- _ENUNCIADO DEL EJERCICIO_: Devuelve cada línea de las entradas que contenga la palabra "white".

Extractos de datos de etiquetado de ubicaciones
————————
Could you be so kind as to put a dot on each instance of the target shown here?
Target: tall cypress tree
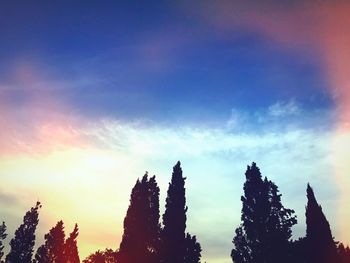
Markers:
(174, 219)
(192, 249)
(70, 248)
(23, 242)
(3, 235)
(264, 233)
(53, 249)
(321, 247)
(107, 256)
(141, 224)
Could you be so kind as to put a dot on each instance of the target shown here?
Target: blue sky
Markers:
(94, 94)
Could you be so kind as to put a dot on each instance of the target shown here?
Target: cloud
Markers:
(284, 109)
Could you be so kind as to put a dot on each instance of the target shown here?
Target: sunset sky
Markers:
(95, 93)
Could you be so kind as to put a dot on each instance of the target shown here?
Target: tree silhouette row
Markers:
(264, 235)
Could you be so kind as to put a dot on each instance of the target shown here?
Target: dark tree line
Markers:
(144, 240)
(264, 235)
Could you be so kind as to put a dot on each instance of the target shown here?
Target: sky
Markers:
(95, 93)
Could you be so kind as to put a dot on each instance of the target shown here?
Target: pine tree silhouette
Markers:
(321, 247)
(53, 249)
(174, 219)
(23, 242)
(264, 233)
(192, 249)
(3, 235)
(70, 248)
(141, 224)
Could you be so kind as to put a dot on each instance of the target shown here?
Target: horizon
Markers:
(93, 95)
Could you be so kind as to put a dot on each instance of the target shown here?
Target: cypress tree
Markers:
(321, 247)
(23, 242)
(141, 224)
(3, 235)
(192, 249)
(107, 256)
(264, 233)
(70, 247)
(53, 249)
(174, 219)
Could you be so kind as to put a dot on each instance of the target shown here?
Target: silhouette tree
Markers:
(141, 224)
(264, 233)
(3, 235)
(22, 244)
(192, 250)
(70, 248)
(321, 247)
(174, 219)
(107, 256)
(53, 249)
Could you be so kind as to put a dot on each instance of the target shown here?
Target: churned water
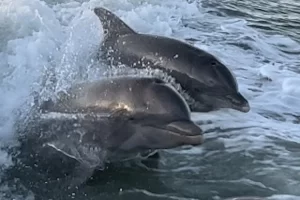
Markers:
(252, 154)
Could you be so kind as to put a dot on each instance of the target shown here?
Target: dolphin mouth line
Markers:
(188, 138)
(71, 116)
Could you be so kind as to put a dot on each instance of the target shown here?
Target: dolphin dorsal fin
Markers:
(112, 24)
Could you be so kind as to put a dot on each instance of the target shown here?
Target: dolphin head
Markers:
(214, 86)
(160, 132)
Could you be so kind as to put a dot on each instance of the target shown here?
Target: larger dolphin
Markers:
(204, 78)
(111, 120)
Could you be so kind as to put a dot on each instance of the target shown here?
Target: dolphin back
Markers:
(113, 26)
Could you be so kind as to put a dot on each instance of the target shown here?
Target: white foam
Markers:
(61, 37)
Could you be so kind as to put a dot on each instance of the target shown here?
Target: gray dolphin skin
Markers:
(111, 120)
(201, 75)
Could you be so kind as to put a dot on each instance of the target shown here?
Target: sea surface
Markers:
(245, 154)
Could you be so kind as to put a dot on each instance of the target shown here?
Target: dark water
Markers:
(253, 154)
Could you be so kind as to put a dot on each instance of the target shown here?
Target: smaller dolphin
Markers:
(207, 81)
(111, 120)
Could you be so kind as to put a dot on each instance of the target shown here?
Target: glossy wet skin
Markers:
(200, 74)
(154, 115)
(133, 94)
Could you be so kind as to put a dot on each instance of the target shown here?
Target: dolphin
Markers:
(111, 120)
(209, 84)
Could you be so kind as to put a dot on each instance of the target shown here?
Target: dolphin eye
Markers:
(196, 89)
(213, 63)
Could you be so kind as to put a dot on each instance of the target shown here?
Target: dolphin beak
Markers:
(245, 107)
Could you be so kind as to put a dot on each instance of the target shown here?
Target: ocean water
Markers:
(245, 154)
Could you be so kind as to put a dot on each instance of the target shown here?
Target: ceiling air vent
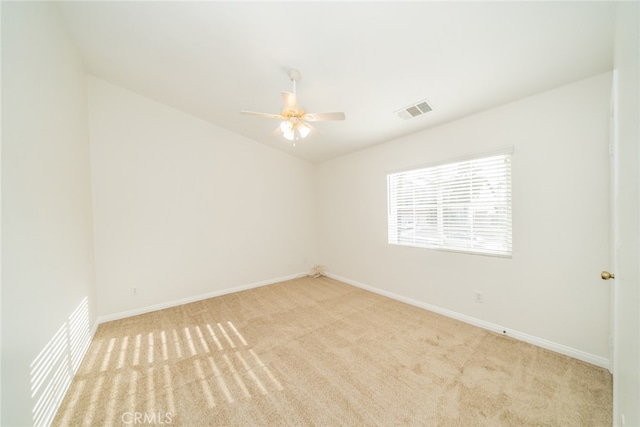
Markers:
(414, 110)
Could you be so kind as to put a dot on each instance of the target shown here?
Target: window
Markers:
(461, 206)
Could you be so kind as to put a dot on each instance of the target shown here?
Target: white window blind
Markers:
(461, 206)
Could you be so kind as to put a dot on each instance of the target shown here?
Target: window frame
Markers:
(506, 248)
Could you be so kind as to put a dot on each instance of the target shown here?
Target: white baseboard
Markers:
(187, 300)
(540, 342)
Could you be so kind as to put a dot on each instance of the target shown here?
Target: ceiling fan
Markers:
(294, 120)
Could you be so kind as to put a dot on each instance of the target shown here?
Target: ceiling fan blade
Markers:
(323, 117)
(290, 101)
(265, 115)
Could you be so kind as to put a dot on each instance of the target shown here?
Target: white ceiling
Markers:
(368, 59)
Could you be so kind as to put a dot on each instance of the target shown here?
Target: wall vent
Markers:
(414, 110)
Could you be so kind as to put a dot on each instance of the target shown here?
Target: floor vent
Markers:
(414, 110)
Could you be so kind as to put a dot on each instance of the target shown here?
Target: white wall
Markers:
(47, 237)
(550, 289)
(627, 302)
(184, 208)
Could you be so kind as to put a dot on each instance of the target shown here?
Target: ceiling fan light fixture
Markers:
(304, 130)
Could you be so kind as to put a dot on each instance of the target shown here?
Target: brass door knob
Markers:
(606, 275)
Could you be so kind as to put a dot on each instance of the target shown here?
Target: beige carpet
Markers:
(320, 352)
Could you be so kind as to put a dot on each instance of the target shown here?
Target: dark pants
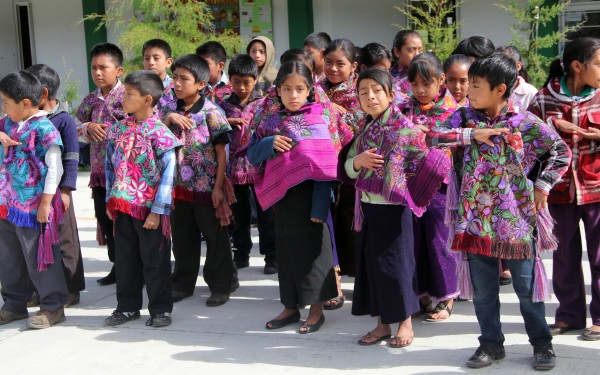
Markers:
(484, 275)
(99, 195)
(19, 275)
(142, 255)
(242, 213)
(567, 275)
(70, 250)
(188, 220)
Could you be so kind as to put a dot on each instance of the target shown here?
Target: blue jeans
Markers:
(484, 276)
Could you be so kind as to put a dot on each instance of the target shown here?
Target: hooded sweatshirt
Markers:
(268, 73)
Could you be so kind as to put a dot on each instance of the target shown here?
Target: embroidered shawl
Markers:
(313, 155)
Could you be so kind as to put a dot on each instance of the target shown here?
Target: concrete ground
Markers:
(232, 338)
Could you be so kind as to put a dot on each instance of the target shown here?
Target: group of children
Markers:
(427, 181)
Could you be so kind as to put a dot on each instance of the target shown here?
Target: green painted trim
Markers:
(300, 21)
(92, 36)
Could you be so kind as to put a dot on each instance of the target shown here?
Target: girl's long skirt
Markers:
(386, 280)
(306, 274)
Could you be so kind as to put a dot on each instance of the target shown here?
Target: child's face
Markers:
(104, 72)
(373, 98)
(242, 85)
(258, 52)
(482, 96)
(410, 49)
(156, 61)
(337, 67)
(293, 92)
(134, 101)
(215, 70)
(457, 81)
(185, 85)
(425, 92)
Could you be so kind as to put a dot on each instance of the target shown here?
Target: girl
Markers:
(297, 156)
(262, 51)
(570, 102)
(396, 174)
(406, 45)
(456, 69)
(430, 105)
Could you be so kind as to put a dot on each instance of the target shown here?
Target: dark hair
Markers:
(344, 45)
(298, 54)
(427, 66)
(47, 77)
(475, 46)
(496, 69)
(108, 49)
(157, 43)
(195, 65)
(580, 49)
(296, 67)
(456, 59)
(213, 50)
(378, 75)
(243, 66)
(316, 41)
(22, 85)
(147, 83)
(372, 54)
(513, 53)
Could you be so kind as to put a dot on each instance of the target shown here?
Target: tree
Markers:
(430, 17)
(529, 15)
(184, 24)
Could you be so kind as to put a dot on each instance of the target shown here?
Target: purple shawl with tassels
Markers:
(312, 157)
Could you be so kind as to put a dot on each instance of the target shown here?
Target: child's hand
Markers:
(483, 135)
(217, 197)
(368, 159)
(237, 122)
(152, 221)
(96, 131)
(182, 121)
(282, 143)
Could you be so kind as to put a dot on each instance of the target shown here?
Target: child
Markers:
(374, 55)
(70, 248)
(396, 174)
(218, 86)
(140, 165)
(30, 206)
(262, 51)
(523, 91)
(569, 102)
(298, 162)
(239, 109)
(430, 105)
(201, 193)
(315, 45)
(406, 45)
(493, 211)
(456, 69)
(98, 111)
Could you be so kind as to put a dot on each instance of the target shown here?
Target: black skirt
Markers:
(306, 274)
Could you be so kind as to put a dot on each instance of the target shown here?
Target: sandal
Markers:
(334, 303)
(374, 342)
(441, 306)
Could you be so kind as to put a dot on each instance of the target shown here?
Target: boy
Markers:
(30, 208)
(98, 111)
(70, 247)
(218, 87)
(140, 165)
(199, 186)
(239, 108)
(496, 212)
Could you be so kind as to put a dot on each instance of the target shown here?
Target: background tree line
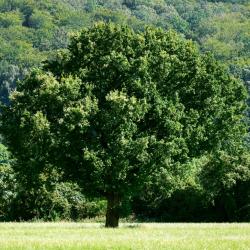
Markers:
(32, 31)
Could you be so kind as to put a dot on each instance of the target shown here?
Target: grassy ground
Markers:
(129, 236)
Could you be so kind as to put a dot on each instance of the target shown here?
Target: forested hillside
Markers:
(33, 31)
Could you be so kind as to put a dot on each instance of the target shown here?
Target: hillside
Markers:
(30, 31)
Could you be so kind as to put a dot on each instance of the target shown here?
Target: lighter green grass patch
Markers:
(76, 236)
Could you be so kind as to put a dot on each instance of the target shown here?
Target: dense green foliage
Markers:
(120, 108)
(31, 31)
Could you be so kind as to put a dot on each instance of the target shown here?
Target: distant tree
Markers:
(120, 106)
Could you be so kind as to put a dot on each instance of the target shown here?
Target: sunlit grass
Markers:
(128, 236)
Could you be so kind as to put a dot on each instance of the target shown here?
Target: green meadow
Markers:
(129, 236)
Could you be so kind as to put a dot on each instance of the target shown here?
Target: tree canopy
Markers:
(120, 105)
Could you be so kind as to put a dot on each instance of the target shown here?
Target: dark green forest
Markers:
(35, 34)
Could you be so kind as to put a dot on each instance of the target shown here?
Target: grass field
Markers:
(128, 236)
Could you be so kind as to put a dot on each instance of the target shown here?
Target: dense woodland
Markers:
(35, 31)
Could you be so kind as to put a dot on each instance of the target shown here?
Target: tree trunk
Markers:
(112, 214)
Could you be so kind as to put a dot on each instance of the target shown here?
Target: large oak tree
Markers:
(119, 106)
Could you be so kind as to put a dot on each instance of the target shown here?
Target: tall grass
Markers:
(129, 236)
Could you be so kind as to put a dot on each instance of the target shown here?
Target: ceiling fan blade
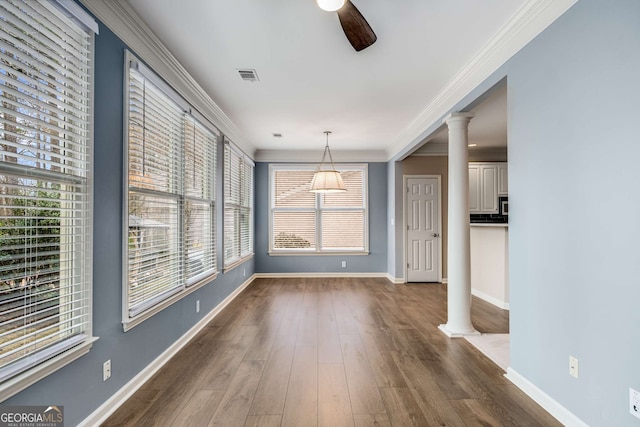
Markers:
(355, 27)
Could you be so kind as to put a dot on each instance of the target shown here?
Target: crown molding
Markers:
(529, 21)
(125, 23)
(314, 156)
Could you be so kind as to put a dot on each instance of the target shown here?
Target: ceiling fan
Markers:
(356, 28)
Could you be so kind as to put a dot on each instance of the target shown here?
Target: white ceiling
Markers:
(311, 79)
(488, 127)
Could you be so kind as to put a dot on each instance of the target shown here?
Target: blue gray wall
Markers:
(573, 150)
(574, 145)
(375, 262)
(79, 386)
(574, 104)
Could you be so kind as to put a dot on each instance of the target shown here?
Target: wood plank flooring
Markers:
(333, 352)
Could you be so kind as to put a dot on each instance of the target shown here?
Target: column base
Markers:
(457, 334)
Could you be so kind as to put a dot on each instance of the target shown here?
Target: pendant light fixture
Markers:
(327, 180)
(330, 5)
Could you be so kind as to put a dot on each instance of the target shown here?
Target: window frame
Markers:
(44, 362)
(130, 316)
(318, 209)
(238, 208)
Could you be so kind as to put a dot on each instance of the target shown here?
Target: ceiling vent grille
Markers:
(248, 75)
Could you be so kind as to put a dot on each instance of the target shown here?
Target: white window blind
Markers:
(171, 194)
(305, 222)
(238, 206)
(45, 191)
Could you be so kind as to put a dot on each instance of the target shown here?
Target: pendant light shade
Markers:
(327, 180)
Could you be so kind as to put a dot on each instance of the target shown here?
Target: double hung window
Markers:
(302, 222)
(238, 206)
(171, 158)
(46, 57)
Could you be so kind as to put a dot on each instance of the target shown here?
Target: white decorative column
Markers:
(459, 253)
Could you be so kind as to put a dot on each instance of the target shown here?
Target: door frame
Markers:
(405, 222)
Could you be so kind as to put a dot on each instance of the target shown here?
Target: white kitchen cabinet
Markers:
(474, 188)
(484, 183)
(503, 179)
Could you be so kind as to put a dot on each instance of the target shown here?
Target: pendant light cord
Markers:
(324, 155)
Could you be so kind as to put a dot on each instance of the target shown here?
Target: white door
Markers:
(423, 230)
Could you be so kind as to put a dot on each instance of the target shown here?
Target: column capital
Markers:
(458, 117)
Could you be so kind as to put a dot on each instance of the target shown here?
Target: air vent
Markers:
(248, 75)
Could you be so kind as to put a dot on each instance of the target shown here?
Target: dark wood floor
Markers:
(333, 352)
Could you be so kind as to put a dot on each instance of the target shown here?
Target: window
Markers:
(45, 189)
(171, 196)
(302, 222)
(238, 206)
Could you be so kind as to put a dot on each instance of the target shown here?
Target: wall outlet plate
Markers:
(634, 402)
(106, 370)
(573, 366)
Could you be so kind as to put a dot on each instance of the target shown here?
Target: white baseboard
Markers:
(316, 275)
(491, 300)
(558, 411)
(105, 410)
(395, 280)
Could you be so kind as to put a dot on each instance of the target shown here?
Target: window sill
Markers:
(20, 382)
(236, 263)
(325, 253)
(132, 322)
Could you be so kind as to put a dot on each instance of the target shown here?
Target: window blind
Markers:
(45, 193)
(238, 206)
(305, 222)
(171, 194)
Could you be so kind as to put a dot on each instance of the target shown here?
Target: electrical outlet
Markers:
(106, 370)
(634, 402)
(573, 366)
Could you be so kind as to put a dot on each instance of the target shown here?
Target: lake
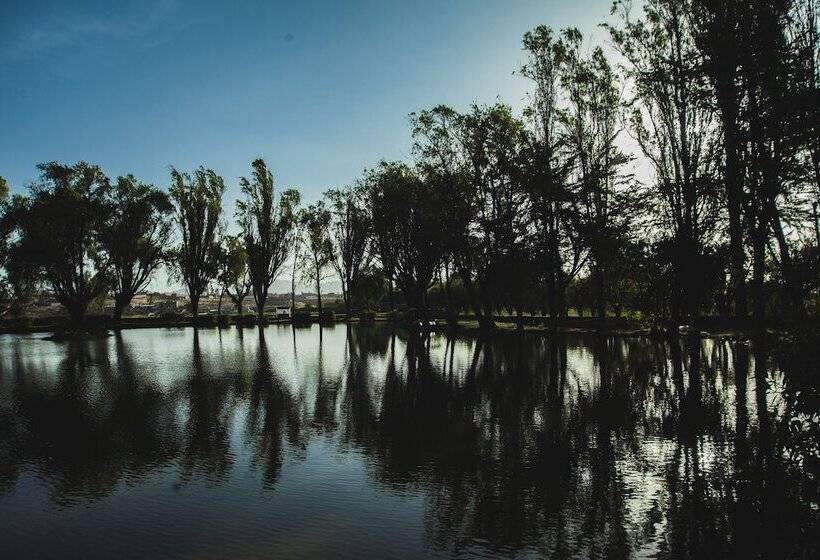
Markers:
(359, 442)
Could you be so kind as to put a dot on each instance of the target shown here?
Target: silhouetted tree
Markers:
(267, 226)
(56, 229)
(408, 215)
(133, 237)
(315, 224)
(546, 171)
(198, 201)
(350, 228)
(233, 270)
(590, 121)
(671, 117)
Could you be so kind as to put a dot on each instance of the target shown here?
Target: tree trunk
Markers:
(600, 290)
(194, 306)
(318, 296)
(793, 288)
(734, 193)
(758, 270)
(119, 307)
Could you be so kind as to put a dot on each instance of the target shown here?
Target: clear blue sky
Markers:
(320, 89)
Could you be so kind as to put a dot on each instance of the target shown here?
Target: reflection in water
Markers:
(566, 445)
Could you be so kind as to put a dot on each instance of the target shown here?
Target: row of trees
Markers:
(716, 102)
(82, 236)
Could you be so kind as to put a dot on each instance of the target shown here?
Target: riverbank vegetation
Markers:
(670, 175)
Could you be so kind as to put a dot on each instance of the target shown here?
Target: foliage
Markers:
(133, 237)
(198, 202)
(267, 226)
(56, 230)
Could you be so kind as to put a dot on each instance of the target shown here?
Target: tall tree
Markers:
(351, 228)
(267, 226)
(133, 237)
(547, 168)
(493, 139)
(409, 215)
(442, 160)
(590, 122)
(198, 202)
(671, 117)
(233, 270)
(56, 233)
(315, 224)
(719, 30)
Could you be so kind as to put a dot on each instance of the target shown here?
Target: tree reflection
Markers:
(565, 444)
(274, 416)
(95, 422)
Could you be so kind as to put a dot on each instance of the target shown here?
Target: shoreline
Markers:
(704, 326)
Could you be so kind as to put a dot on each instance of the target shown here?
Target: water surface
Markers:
(361, 442)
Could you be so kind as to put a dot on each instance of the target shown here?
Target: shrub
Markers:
(301, 317)
(170, 316)
(367, 316)
(206, 321)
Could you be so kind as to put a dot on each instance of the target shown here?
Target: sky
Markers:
(320, 89)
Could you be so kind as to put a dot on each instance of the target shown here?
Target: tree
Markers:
(492, 140)
(350, 227)
(133, 237)
(56, 234)
(315, 223)
(267, 227)
(590, 124)
(198, 202)
(671, 117)
(233, 270)
(409, 215)
(719, 28)
(546, 171)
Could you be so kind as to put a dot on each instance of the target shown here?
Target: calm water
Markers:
(361, 443)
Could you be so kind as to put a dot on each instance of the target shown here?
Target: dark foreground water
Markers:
(356, 443)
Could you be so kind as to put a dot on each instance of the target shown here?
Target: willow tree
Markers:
(314, 223)
(409, 215)
(546, 170)
(134, 237)
(672, 119)
(590, 123)
(350, 228)
(720, 28)
(56, 233)
(233, 271)
(198, 202)
(267, 226)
————————
- _RESPUESTA AL EJERCICIO_:
Target: white foam
Target: white window blind
Target: white baseboard
Target: white ceiling
Target: white wall
Target: white ceiling
Target: white window blind
Target: white decorative column
Target: white kitchen cabinet
Target: white door
Target: white baseboard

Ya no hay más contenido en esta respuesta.